[Records from a data source]
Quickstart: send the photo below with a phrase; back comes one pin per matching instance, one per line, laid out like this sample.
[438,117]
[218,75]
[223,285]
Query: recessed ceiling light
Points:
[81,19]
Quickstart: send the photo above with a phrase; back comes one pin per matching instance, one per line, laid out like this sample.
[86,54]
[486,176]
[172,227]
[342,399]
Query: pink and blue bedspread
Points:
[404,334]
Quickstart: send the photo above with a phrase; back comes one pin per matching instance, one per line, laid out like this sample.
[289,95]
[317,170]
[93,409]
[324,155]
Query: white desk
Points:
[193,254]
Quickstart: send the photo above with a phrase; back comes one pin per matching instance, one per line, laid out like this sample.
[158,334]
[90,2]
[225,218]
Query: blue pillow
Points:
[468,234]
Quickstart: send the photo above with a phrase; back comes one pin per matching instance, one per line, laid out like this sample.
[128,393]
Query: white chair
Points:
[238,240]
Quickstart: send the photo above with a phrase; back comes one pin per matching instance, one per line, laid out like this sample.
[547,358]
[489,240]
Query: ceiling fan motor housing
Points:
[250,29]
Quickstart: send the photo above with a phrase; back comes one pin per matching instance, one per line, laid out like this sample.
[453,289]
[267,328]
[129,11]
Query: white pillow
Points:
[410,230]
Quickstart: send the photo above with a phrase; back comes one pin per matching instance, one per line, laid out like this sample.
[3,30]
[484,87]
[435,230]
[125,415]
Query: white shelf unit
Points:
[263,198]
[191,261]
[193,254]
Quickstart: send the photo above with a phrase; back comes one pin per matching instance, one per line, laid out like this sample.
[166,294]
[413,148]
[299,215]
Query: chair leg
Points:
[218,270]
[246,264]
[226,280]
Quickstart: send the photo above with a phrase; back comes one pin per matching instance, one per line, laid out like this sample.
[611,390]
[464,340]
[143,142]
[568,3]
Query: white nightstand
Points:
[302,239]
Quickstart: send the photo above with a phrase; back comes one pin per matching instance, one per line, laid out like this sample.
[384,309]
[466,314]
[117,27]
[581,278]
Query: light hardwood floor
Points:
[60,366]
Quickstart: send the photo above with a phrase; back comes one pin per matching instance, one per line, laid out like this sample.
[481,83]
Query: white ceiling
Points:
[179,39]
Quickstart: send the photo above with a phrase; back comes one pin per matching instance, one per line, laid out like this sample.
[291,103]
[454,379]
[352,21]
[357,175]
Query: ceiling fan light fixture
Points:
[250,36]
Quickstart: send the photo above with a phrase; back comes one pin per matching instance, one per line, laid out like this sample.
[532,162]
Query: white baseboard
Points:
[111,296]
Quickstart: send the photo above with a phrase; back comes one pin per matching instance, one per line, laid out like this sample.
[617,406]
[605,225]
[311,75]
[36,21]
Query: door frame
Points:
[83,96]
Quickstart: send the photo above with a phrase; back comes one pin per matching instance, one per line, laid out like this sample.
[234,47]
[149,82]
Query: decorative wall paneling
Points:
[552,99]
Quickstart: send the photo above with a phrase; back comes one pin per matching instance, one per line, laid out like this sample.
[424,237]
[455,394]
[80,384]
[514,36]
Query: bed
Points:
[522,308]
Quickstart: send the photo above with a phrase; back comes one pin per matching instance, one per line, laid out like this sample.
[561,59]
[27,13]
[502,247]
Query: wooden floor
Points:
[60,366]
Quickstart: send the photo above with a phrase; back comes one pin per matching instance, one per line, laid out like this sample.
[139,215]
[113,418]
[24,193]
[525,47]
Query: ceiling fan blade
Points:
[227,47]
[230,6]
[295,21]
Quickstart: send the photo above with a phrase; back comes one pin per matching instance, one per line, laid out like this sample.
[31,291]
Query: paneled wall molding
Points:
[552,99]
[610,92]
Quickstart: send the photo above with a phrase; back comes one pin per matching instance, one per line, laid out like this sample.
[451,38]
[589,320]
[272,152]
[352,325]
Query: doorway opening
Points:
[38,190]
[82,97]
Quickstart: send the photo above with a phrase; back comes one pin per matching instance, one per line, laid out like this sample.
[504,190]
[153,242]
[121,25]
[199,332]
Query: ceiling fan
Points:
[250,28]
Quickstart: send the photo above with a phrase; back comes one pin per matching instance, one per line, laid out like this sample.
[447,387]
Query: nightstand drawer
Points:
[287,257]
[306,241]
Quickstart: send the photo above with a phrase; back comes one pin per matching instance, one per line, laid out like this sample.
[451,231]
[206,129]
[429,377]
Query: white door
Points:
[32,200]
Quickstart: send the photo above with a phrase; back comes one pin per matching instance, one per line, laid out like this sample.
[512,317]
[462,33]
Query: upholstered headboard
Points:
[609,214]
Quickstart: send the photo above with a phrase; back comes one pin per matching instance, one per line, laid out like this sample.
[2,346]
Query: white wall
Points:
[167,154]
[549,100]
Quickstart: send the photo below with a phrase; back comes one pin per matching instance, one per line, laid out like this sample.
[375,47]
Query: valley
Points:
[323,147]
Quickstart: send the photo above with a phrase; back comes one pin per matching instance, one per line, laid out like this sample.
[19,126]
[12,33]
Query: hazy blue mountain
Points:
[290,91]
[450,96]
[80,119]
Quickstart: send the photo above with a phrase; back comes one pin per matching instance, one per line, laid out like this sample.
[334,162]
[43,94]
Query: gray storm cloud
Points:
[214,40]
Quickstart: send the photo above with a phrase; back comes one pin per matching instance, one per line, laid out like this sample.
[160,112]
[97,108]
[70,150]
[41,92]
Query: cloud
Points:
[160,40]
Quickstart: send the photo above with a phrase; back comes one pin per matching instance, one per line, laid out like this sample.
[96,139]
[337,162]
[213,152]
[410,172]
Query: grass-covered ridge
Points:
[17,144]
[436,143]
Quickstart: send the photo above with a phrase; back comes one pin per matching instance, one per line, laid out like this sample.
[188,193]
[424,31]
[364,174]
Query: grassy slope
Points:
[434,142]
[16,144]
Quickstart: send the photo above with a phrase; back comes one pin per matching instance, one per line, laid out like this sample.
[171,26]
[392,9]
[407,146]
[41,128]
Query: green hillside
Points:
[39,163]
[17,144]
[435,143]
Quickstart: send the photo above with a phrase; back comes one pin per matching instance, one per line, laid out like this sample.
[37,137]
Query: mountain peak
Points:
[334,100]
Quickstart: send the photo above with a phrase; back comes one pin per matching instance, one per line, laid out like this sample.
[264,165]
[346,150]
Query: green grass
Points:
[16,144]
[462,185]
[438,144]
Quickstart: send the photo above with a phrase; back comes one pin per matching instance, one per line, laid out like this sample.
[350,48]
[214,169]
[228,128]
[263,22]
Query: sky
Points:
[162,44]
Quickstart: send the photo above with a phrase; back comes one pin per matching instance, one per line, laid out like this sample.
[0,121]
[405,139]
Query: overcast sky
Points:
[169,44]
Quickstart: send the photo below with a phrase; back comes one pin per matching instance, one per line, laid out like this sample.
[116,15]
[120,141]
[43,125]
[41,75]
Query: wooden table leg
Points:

- WHAT TO DO:
Repeat all the lines above verbatim.

- ANSWER TO THIS EXERCISE:
Quickstart: send the photo below with a phrase; back comes one pin per matching instance, one per line, laid out like this sample.
[438,117]
[218,75]
[223,285]
Query: recessed ceiling light
Points:
[81,19]
Quickstart: send the photo above with a phrase; back comes one pin per matching instance, one per line, laid out like this sample.
[86,54]
[486,176]
[172,227]
[342,399]
Query: pink and blue bedspread
Points:
[404,334]
Quickstart: send the photo above with a phrase; back comes one pin per matching instance, one per line, laid out like this sample.
[289,95]
[317,170]
[93,409]
[324,155]
Query: white desk
Points:
[193,254]
Quickstart: send the photo above with a phrase; back comes one pin per matching instance, one per line, laid out like this sample.
[158,334]
[90,2]
[225,218]
Query: blue pillow
Points:
[468,234]
Quickstart: send the photo above with a phrase; back comes one pin per matching instance, one per line, laid out like this sample.
[128,393]
Query: white chair
Points:
[238,240]
Quickstart: send the photo above with a phrase; back comes one pin per matching instance, one per line, laid out like this sample.
[547,358]
[489,240]
Query: ceiling fan motor housing
Points:
[250,29]
Quickstart: send the photo above with a phrase; back comes one pin per matching instance, one per line, laid out like this sample.
[453,289]
[267,328]
[129,11]
Query: white pillow
Points:
[410,230]
Quickstart: send the photo above with a phrase; back comes one pin per matching instance, one per line, laid out like this sample.
[3,30]
[484,87]
[435,230]
[125,415]
Query: white shelf unit
Points:
[263,198]
[191,261]
[193,254]
Quickstart: send the photo above with a phrase; back comes one pin per matching instance, one per line, laid out like this sample.
[166,294]
[413,148]
[299,215]
Query: chair leg
Points:
[218,270]
[246,264]
[226,280]
Quickstart: send the photo above with a phrase; back comes one pin per matching instance, one per line, laid out like this sample.
[611,390]
[464,340]
[143,142]
[568,3]
Query: white nightstand
Points:
[302,239]
Quickstart: send the photo above with a phrase; back comes one pin per matching instance, one per line, laid out like this sample.
[384,309]
[466,314]
[117,27]
[581,278]
Query: light hardwood floor
Points:
[60,366]
Quickstart: send the photo above with a phrase; back comes one pin per matching instance, one per line, laid out like this sample.
[481,83]
Query: white ceiling
Points:
[179,39]
Quickstart: send the photo above with a phrase; back comes one pin per matching instance, one per line, laid out like this sample.
[291,103]
[454,379]
[352,21]
[357,175]
Query: ceiling fan light fixture
Points:
[250,36]
Quickstart: send the photo above with a phrase; back comes one pin per matching instance, one per line, laid out like this sample.
[532,162]
Query: white baseboard
Points:
[111,296]
Quickstart: send the photo above with a phrase; back comes one pin per matching instance, one per line, laid out like this sample.
[617,406]
[605,225]
[311,75]
[36,21]
Query: door frame
Points:
[83,96]
Quickstart: send the photo above with a phrase; back comes one pin per matching instance, one per line, laid out like this sample.
[234,47]
[149,82]
Query: decorative wall paneling
Points:
[552,99]
Quickstart: send the photo above with a phrase; back comes one pin per matching instance, one per line, laid out like this sample.
[424,237]
[455,394]
[80,384]
[514,36]
Query: bed
Points:
[522,308]
Quickstart: send the photo above with a phrase; back comes one pin per matching instance, one per line, laid out like this sample.
[561,59]
[27,13]
[502,247]
Query: wooden floor
Points:
[60,366]
Quickstart: send the photo above with a phrase; back comes one pin per matching instance, one per line, laid out like this sample.
[139,215]
[113,418]
[24,193]
[525,47]
Query: ceiling fan blade
Points:
[227,47]
[230,6]
[295,21]
Quickstart: send the photo above with a phrase; back comes one pin per matching instance, one per line, laid out like this sample.
[31,291]
Query: paneled wall molding
Points:
[552,99]
[610,92]
Quickstart: send the photo above with a phrase; back comes one pin per matching instance, one per line, laid out like this sample.
[451,38]
[589,320]
[272,152]
[352,325]
Query: doorway opening
Points:
[38,190]
[82,97]
Quickstart: send the photo above with a phrase; back comes one pin per matching instance, one per line, laid out like this sample.
[504,190]
[153,242]
[121,25]
[199,332]
Query: ceiling fan
Points:
[250,28]
Quickstart: send the photo above with a phrase; back comes one pin per matching instance, one per line, laid out like this sample.
[447,387]
Query: nightstand drawer
Points:
[287,257]
[306,241]
Quickstart: send the photo above with a phrase; back comes one pin per matching instance, one per line, laid out like this sample.
[451,231]
[206,129]
[429,377]
Query: white door
Points:
[32,200]
Quickstart: send the photo above with a phrase; back comes one pin per matching instance, one per line, laid out like this sample.
[512,317]
[462,33]
Query: upholstered headboard
Points:
[609,214]
Quickstart: send the photo above with a phrase; back comes one pin per matching instance, one per line, laid out like this sample.
[2,346]
Query: white wall
Points:
[167,154]
[549,100]
Quickstart: send the photo below with a phrase; back comes one pin per matching instance, one per line, laid out like this sample.
[375,47]
Query: valley
Points:
[323,147]
Quickstart: send the photo above with a phrase; back comes one pin per matching instance, one per line, laid out like this sample.
[19,126]
[12,33]
Query: hazy blue mountain
Points:
[290,91]
[450,96]
[80,119]
Quickstart: send the photo above with a phrase; back comes one pin per matching instance, one per line, laid out like this sample.
[334,162]
[43,94]
Query: gray storm cloud
Points:
[214,40]
Quickstart: send the photo above with a phrase; back comes one pin per matching instance, one per line, laid out like this sample.
[160,112]
[97,108]
[70,150]
[41,92]
Query: cloud
Points:
[160,40]
Quickstart: send the photo above with a phrase; back comes one pin per matching instance, one per line, laid out like this sample.
[96,139]
[337,162]
[213,152]
[410,172]
Query: grass-covered ridge
Points:
[17,144]
[436,143]
Quickstart: send the photo above with a phrase; back comes one pin per matching instance, one per line, laid out like this sample.
[188,193]
[424,31]
[364,174]
Query: grassy slope
Points:
[434,142]
[16,144]
Quickstart: send the photo above with a phrase; back comes one pin per matching instance, one per line, laid out like this sample.
[171,26]
[392,9]
[407,146]
[41,128]
Query: green hillside
Points:
[39,163]
[17,144]
[435,143]
Quickstart: send the photo above with a phrase; back comes one pin per matching instance, one per line, laid out like this sample.
[37,137]
Query: mountain peak
Points:
[334,100]
Quickstart: send the photo above with a phrase; back comes one pin per matching instance, one per line, laid out like this sample.
[264,165]
[346,150]
Query: green grass
Points:
[16,144]
[462,185]
[438,144]
Quickstart: send the photo above with a phrase; back comes one pin per matching instance, one per line, laid out like this sample.
[350,48]
[214,169]
[228,128]
[263,22]
Query: sky
Points:
[162,44]
Quickstart: send the photo above with a phrase; back comes one pin per matching instance, one per line, laid out like this sample.
[0,121]
[405,139]
Query: overcast sky
Points:
[169,44]
Quickstart: send the photo below with a phrase; back comes one pin per matching instance, one per line, laid out like this sample.
[116,15]
[120,141]
[43,125]
[41,75]
Query: wooden table leg
Points:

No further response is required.